■ Problem 1 ■
In the notes on painting below, list the things the writer says Danny coaxes into equilibrium.
■ Problem 2 ■
Carry on the notes on painting below from their final sentence, keeping the same reflective first-person voice.

** Text shown follows **

Scope: Deeper into the seams that bind line and paint, interior life and landscape. This time through the eye of a penitent or hopeful apparition. We're lined up in her gun sight, the grass well-watered, a cloud or halo coming to. There's more to be had in the disorganizing and unfussing though.


14 July 2025

On the heels of talking to Danny and the resulting R.B. Kitaj references, I'm thinking about compositional fracturing, of the regeneration of motifs through optical strategies. Wish I had given Danny a little more space to unspool that thread through the lens of his current subject matter, and I suppose that's partly why I'm noting it here. In any case, for me much of his work's dynamism comes from the patience with which he coaxes light, color, and form into an equilibrium that sets meaning aside during its genesis, and the way he is beginning to repeat motifs in that process is allowing for the structure of the motifs themselves to become malleable. That's exciting. I find that in Kitaj too, in the way his figures often seem to sprout from or imply an underlying geometry.

** End of Text shown **
** Record extracts follows **

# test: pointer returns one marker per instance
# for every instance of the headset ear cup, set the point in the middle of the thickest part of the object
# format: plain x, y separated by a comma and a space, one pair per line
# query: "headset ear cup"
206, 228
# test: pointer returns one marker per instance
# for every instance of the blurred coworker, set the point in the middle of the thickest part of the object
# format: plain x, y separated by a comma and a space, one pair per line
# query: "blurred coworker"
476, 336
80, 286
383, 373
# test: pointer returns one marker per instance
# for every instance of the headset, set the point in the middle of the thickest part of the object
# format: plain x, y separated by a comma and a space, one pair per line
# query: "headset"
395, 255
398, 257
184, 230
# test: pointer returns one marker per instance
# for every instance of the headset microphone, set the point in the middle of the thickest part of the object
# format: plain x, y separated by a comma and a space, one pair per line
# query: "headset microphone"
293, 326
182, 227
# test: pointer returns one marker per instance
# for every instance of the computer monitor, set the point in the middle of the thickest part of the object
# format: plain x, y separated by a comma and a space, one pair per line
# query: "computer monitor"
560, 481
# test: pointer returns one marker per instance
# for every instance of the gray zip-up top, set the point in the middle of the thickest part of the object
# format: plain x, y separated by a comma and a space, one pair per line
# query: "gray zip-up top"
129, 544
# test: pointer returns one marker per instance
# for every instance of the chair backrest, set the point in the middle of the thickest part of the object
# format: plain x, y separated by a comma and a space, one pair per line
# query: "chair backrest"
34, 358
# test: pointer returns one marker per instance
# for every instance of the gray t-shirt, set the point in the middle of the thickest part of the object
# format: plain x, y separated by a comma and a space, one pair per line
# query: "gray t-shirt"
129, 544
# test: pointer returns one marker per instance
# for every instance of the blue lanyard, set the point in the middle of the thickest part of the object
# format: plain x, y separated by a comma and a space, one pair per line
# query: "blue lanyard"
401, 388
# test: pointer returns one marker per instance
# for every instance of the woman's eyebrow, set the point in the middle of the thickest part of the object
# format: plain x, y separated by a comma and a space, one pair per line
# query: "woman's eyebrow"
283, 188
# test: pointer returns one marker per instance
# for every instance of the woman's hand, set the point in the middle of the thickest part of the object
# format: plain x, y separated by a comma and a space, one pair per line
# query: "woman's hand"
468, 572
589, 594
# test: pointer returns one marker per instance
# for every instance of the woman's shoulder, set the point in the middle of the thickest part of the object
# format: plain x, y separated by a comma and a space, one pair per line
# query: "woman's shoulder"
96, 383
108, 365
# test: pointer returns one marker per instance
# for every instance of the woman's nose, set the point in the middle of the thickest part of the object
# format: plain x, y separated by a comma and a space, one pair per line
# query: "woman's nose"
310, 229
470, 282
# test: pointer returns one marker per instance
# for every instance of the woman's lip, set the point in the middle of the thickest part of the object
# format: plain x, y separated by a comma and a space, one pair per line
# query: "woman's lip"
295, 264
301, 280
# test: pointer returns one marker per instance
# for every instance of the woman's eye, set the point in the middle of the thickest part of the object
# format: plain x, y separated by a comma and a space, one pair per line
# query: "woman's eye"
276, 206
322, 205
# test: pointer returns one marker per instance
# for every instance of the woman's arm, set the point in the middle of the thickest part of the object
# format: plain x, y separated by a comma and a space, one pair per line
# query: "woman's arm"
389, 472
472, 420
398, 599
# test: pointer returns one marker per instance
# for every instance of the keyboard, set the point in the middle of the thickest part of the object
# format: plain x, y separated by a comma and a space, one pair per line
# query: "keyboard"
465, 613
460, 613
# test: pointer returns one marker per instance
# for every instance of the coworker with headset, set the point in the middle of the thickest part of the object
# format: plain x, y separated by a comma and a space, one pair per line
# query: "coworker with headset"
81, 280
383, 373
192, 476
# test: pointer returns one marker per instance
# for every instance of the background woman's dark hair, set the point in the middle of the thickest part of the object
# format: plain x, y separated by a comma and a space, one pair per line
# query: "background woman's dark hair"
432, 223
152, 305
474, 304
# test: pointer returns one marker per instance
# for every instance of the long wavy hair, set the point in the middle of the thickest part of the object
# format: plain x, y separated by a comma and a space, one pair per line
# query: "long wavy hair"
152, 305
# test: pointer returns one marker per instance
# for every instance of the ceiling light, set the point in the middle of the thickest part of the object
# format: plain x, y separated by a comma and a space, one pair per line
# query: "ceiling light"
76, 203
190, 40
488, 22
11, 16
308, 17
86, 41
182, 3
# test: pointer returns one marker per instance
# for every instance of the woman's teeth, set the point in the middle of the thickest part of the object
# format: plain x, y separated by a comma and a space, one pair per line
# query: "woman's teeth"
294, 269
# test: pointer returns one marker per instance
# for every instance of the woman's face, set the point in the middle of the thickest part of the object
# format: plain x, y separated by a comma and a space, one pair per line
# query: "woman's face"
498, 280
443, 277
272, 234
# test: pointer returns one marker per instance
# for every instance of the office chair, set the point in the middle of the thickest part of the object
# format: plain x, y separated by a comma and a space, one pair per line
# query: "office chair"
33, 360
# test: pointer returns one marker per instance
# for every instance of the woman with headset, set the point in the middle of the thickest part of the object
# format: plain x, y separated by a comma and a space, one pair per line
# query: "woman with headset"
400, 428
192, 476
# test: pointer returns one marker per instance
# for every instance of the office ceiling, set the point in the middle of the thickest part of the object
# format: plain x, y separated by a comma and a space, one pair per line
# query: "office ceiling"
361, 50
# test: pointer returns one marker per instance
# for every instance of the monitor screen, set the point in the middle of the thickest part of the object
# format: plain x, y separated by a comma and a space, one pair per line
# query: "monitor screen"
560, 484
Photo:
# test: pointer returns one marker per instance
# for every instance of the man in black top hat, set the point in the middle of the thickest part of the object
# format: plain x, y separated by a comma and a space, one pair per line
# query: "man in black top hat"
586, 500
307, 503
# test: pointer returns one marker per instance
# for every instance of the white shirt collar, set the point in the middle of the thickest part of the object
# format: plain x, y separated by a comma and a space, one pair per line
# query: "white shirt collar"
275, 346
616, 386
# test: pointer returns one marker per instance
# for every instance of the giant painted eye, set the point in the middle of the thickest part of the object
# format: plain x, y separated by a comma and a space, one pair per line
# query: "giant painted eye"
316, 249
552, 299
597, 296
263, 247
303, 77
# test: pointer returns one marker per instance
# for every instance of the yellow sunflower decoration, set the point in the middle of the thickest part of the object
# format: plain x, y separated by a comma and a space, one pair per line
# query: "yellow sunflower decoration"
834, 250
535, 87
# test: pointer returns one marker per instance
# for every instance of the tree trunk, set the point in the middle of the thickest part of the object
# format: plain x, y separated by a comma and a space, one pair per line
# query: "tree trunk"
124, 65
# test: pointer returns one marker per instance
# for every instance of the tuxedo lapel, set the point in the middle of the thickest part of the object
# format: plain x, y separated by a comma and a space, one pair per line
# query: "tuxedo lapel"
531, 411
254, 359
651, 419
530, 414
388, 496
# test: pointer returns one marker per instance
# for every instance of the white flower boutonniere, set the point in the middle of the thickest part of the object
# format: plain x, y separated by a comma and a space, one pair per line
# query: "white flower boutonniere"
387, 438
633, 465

** End of Record extracts **

■ Written answer 1 ■
light, color, form

■ Written answer 2 ■
12 July 2025

Found a small invoice book at the post office that came with two pieces of blue carbon paper to use for copies on the blank pages that follow each invoice page. A welcome coincidence—as I think more about the relationship between drawing and painting, printing has now squeezed its way in as well. Comes at a time when I've been spending a lot of time looking at Degas's black and white monotypes, which are masterclasses in working with/thinking about volume. Line and mark-making are obviously important in them as well, but to my eye those elements serve to accent, clarify, and cohere dense maps of space born through volume by value. They also bring attention to the edges of forms in a way that I have maybe subconsciously approached but haven't addressed directly yet, which is exciting. There's a vibration, a restlessness that partners so harmoniously with the aforementioned density. A honed way of looking in both absolutes and specifics.


10 July 2025

Nice piece on Joachim Patinir's The Penitence of St Jerome (1515) by Dylan Vandenhoeck, been holding what he says about how that work “embodies a situated, shifting engagement with the world” in its approach. Has made me sit longer with the idea of the confluence of observable space and inner space (with regard to the optical). I think where I can meet him is my relationship with memory, which seems like it is becoming more important to me than the observed present. Recall filtered into illusionistic space feels related to how he describes the painting as “a landscape of interiority made exterior. The rocks, the trees, the streams, and paths become the spatial correlate of Jerome’s self—his perception, his struggle, his consciousness.” I like the idea that the logic of a painting could be both independent from and intrinsically linked to the maker, and what might arise from an awareness of those two forces in dialogue.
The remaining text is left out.